- **WHAT THE TASK REQUIRES**:
Can you revise the records below by changing "outline every instance" to "mark each instance" everywhere it appears, with nothing else altered and the pictures left out?

- **SUPPLIED ENTRIES**:

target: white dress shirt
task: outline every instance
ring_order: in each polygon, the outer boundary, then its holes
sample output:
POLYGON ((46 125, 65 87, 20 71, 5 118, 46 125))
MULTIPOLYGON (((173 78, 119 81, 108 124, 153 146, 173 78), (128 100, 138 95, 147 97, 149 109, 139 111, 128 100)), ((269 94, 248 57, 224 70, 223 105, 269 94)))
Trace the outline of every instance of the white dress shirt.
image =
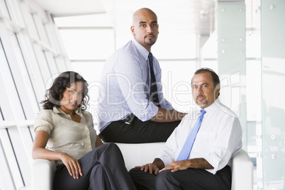
MULTIPOLYGON (((80 123, 74 121, 69 115, 55 106, 53 109, 43 109, 35 120, 34 130, 50 134, 47 149, 65 152, 79 160, 95 148, 96 133, 89 112, 78 108, 74 112, 82 118, 80 123)), ((62 163, 57 161, 58 164, 62 163)))
MULTIPOLYGON (((106 60, 98 95, 100 132, 112 121, 123 120, 131 113, 145 121, 157 113, 158 107, 150 101, 148 54, 145 48, 133 39, 106 60)), ((163 96, 162 72, 155 57, 153 67, 160 106, 173 109, 163 96)))
MULTIPOLYGON (((205 111, 189 159, 204 158, 213 167, 206 170, 215 174, 227 164, 231 165, 232 157, 242 148, 242 131, 237 116, 218 99, 205 111)), ((185 116, 157 153, 156 157, 160 158, 165 167, 177 159, 199 113, 185 116)))

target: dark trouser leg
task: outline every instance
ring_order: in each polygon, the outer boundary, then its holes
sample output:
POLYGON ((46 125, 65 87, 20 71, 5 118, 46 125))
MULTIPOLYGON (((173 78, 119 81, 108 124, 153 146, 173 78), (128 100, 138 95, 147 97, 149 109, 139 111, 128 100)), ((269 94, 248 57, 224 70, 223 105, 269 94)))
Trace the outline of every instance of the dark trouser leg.
POLYGON ((111 123, 101 133, 104 142, 123 143, 143 143, 165 142, 179 121, 159 123, 147 121, 142 122, 135 117, 127 124, 125 121, 111 123))
POLYGON ((90 174, 89 190, 93 189, 111 189, 109 180, 105 169, 100 164, 94 166, 90 174))
POLYGON ((187 169, 172 172, 163 171, 157 174, 155 189, 230 189, 230 168, 226 166, 215 175, 204 169, 187 169))
POLYGON ((133 168, 128 172, 138 190, 155 190, 155 174, 141 171, 140 168, 133 168))
POLYGON ((111 189, 135 189, 125 169, 120 149, 113 143, 106 143, 94 149, 79 159, 79 162, 83 176, 79 176, 79 179, 74 179, 65 166, 60 164, 55 172, 54 189, 88 189, 89 181, 98 180, 97 178, 102 180, 108 179, 111 189), (91 176, 91 170, 98 164, 102 166, 104 172, 98 174, 95 172, 94 175, 91 176))

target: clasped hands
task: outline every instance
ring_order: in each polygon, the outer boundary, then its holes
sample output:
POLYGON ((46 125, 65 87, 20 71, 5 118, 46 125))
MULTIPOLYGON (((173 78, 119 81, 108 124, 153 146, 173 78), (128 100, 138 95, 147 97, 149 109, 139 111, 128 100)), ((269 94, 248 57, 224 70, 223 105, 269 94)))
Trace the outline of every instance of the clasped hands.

- **THE REPLY**:
target: white dress shirt
task: mark each instance
ring_order: in each polygon, the outer boundary, then its holes
sample output:
POLYGON ((46 125, 65 87, 20 71, 5 118, 46 125))
MULTIPOLYGON (((173 78, 119 81, 108 124, 153 146, 173 78), (128 100, 138 95, 147 97, 149 109, 139 111, 128 100)), ((269 94, 248 57, 224 70, 223 105, 269 94)))
Trace the outline of every instance of the white dress shirt.
image =
MULTIPOLYGON (((80 123, 74 121, 69 115, 55 106, 53 109, 43 109, 35 120, 34 130, 50 134, 47 149, 65 152, 79 160, 95 148, 96 133, 89 112, 78 108, 74 112, 82 118, 80 123)), ((62 163, 57 161, 58 164, 62 163)))
MULTIPOLYGON (((106 60, 98 95, 100 132, 112 121, 123 120, 131 113, 145 121, 157 113, 158 107, 150 101, 148 54, 145 48, 133 39, 106 60)), ((163 96, 162 72, 155 57, 153 67, 160 106, 173 109, 163 96)))
MULTIPOLYGON (((205 111, 189 159, 204 158, 213 167, 206 170, 215 174, 227 164, 231 165, 232 157, 242 148, 242 131, 237 116, 218 99, 205 111)), ((185 116, 157 153, 156 157, 160 158, 165 167, 177 159, 199 113, 185 116)))

target: dark trouser leg
task: mark each instance
ring_order: in each polygon, the outer boundary, then its holes
sample output:
POLYGON ((46 125, 65 87, 20 71, 5 118, 46 125))
MULTIPOLYGON (((173 78, 119 81, 108 124, 153 146, 173 78), (128 100, 138 95, 147 97, 149 109, 139 111, 128 100)), ((269 94, 248 57, 224 70, 223 105, 269 94)))
Trace the outline of every instance of the dark trouser leg.
POLYGON ((111 123, 101 133, 104 142, 123 143, 143 143, 165 142, 179 121, 159 123, 147 121, 142 122, 135 117, 127 124, 125 121, 111 123))
POLYGON ((90 174, 89 190, 93 189, 111 189, 109 180, 105 169, 100 164, 94 166, 90 174))
POLYGON ((187 169, 172 172, 163 171, 157 174, 155 189, 230 189, 230 168, 226 166, 215 175, 204 169, 187 169))
POLYGON ((133 168, 128 172, 138 190, 155 190, 155 174, 141 171, 140 168, 133 168))
POLYGON ((111 189, 135 189, 125 169, 120 149, 113 143, 106 143, 94 149, 79 159, 79 162, 83 176, 79 176, 79 179, 74 179, 65 166, 60 164, 55 172, 54 189, 88 189, 89 181, 98 180, 97 178, 102 180, 108 179, 111 189), (91 176, 91 170, 98 164, 102 166, 104 172, 98 174, 95 172, 94 175, 91 176))

target: clasped hands
task: mark each instance
ring_order: in each polygon, the outer boundary, then its holes
sample output:
POLYGON ((46 125, 65 87, 20 71, 5 118, 46 125))
MULTIPOLYGON (((173 78, 119 81, 108 124, 153 146, 173 78), (128 100, 138 95, 147 97, 149 109, 139 111, 128 100)), ((269 94, 248 57, 224 70, 223 105, 269 94)))
Trace the outline of every instance of the clasped hands.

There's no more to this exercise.